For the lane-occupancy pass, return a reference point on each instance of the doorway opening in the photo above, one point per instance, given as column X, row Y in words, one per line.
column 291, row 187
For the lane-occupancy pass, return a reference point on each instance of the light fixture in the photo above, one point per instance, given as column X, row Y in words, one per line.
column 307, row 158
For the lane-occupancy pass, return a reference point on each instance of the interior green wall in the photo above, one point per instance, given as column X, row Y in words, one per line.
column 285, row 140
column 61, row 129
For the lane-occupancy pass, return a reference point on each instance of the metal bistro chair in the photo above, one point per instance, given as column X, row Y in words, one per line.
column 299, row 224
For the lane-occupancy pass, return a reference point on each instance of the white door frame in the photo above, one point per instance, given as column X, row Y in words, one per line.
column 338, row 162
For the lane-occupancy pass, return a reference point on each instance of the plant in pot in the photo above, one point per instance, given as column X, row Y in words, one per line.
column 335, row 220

→ **Task directions**: From the line that contains "of the metal" through the final line of the material, copy every line exactly, including both ends.

→ **Task answer**:
For the lane-occupancy pass, return a reference point on each instance of the metal bistro chair in the photo above, one point per instance, given as column X, row Y in words, one per line.
column 299, row 224
For the lane-occupancy pass, return a reference point on each instance of the white door frame in the photo above, one point per instance, given as column X, row Y in words, one per line.
column 338, row 162
For the lane-occupancy pass, return a reference point on each instance of the plant in pot in the photo above, one point per instance, given as column X, row Y in words, one per line.
column 335, row 220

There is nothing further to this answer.